** start **

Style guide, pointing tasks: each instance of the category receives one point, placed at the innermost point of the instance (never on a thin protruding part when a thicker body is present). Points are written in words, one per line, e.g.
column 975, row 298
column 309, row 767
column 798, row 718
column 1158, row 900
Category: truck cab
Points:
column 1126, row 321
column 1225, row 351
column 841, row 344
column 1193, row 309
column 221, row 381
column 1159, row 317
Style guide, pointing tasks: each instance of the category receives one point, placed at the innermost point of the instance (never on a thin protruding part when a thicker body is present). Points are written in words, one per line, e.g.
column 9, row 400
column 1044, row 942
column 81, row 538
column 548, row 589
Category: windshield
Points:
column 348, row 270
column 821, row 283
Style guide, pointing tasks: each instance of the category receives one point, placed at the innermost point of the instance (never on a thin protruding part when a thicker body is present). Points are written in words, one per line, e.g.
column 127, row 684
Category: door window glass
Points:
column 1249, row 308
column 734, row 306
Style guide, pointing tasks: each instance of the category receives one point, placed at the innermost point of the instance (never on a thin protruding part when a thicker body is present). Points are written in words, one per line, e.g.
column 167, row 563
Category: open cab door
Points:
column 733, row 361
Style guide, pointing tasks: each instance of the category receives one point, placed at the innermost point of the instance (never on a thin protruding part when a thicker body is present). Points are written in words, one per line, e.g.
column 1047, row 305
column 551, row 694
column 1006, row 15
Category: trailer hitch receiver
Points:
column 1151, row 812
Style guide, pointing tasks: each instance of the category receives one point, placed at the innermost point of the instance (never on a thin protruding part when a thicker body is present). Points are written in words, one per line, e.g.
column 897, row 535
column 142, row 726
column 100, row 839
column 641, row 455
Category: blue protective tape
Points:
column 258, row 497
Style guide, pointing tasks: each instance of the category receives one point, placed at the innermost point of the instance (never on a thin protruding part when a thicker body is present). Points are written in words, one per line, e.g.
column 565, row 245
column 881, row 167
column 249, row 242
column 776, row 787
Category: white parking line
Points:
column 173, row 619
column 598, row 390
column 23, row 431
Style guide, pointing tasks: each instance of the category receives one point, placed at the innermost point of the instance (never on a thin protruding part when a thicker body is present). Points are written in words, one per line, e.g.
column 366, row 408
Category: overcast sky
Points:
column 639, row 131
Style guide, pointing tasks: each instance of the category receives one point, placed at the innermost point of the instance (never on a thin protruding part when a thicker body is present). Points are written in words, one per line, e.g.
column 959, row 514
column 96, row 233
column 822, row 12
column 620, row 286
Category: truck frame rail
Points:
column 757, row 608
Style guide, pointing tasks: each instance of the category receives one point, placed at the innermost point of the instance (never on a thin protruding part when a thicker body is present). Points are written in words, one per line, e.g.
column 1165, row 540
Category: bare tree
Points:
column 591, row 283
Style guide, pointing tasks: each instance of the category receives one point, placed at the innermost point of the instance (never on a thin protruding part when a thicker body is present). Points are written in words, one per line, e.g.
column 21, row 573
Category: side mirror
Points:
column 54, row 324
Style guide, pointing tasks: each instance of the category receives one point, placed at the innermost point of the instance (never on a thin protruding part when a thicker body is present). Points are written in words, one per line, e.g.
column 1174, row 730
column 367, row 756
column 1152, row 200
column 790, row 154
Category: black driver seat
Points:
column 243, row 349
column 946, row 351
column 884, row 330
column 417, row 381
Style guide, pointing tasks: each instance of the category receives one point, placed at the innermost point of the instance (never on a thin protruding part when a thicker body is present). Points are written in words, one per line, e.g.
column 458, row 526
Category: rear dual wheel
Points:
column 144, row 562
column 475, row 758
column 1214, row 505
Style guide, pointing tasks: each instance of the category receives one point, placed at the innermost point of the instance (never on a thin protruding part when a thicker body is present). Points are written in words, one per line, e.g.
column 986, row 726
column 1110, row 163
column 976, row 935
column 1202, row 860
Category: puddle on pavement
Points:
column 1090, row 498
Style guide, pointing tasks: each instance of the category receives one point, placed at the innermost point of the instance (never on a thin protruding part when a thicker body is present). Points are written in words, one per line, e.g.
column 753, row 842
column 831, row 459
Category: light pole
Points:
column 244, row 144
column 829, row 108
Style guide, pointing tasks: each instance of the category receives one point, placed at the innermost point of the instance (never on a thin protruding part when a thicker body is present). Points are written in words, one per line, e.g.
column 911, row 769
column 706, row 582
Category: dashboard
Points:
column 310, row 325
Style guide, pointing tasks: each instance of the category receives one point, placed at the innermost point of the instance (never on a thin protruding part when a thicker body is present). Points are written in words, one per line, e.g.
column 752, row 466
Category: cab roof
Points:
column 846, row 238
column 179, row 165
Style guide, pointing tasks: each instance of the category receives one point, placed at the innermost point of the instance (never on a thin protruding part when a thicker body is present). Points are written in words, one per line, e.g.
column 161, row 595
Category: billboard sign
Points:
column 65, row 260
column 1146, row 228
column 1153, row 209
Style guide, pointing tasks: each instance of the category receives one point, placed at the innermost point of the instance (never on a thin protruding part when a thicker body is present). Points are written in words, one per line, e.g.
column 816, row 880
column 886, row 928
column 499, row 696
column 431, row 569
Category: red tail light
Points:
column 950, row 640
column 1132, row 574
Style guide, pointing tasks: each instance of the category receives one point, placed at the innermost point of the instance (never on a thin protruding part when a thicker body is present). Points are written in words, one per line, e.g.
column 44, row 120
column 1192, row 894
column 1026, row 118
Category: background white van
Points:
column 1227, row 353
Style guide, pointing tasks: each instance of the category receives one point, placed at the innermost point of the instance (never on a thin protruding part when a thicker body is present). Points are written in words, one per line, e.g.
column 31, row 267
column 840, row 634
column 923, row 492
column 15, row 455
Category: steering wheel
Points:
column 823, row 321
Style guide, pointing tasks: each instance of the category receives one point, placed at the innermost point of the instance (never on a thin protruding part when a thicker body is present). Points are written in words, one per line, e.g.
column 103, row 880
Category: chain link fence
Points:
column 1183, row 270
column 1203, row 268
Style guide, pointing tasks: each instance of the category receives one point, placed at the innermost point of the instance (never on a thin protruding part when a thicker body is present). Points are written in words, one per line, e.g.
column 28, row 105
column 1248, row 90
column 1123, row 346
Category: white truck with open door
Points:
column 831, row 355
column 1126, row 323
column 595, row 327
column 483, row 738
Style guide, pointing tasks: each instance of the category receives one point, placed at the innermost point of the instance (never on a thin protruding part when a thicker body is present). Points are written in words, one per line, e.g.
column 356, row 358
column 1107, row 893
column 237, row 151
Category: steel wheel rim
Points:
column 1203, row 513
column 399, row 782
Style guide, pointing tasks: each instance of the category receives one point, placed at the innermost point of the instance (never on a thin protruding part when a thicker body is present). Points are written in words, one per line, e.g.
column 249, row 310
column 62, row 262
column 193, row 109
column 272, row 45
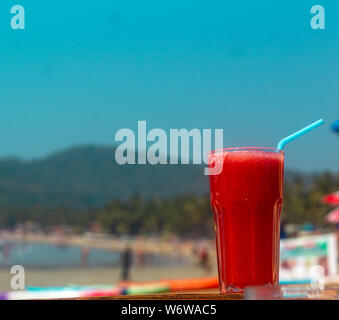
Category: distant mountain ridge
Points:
column 88, row 177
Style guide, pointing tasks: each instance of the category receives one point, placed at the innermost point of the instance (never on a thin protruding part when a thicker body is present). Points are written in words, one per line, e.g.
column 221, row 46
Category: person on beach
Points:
column 84, row 255
column 126, row 262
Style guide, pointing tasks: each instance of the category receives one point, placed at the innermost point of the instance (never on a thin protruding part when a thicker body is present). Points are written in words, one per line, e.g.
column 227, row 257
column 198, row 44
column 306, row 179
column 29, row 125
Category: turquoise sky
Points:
column 82, row 70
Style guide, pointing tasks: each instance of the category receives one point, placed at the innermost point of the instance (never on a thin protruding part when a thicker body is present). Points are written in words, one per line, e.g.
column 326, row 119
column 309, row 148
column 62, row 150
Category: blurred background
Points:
column 79, row 72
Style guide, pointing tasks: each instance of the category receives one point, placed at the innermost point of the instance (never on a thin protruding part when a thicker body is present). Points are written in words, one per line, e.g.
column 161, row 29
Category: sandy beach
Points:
column 105, row 275
column 89, row 275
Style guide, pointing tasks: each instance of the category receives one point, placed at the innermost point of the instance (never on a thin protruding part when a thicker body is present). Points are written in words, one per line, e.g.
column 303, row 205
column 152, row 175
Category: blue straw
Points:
column 299, row 133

** end **

Please put the material's lines, from its first line up to and including the line containing "column 1159, row 317", into a JSON list of strings with one string per line, leaving out any blank lines.

SOLUTION FOR THIS TASK
[
  "Style guide, pointing tasks: each instance of the category receives one point, placed at the innermost point of the instance (never on a thin protruding part when a thicker body is present). Points are written in words, one per line, e.g.",
  "column 975, row 298",
  "column 309, row 767",
  "column 798, row 718",
  "column 1158, row 900",
  "Category: truck cab",
  "Points:",
  "column 1126, row 321",
  "column 1225, row 351",
  "column 841, row 344",
  "column 1193, row 309",
  "column 221, row 381",
  "column 1159, row 317"
]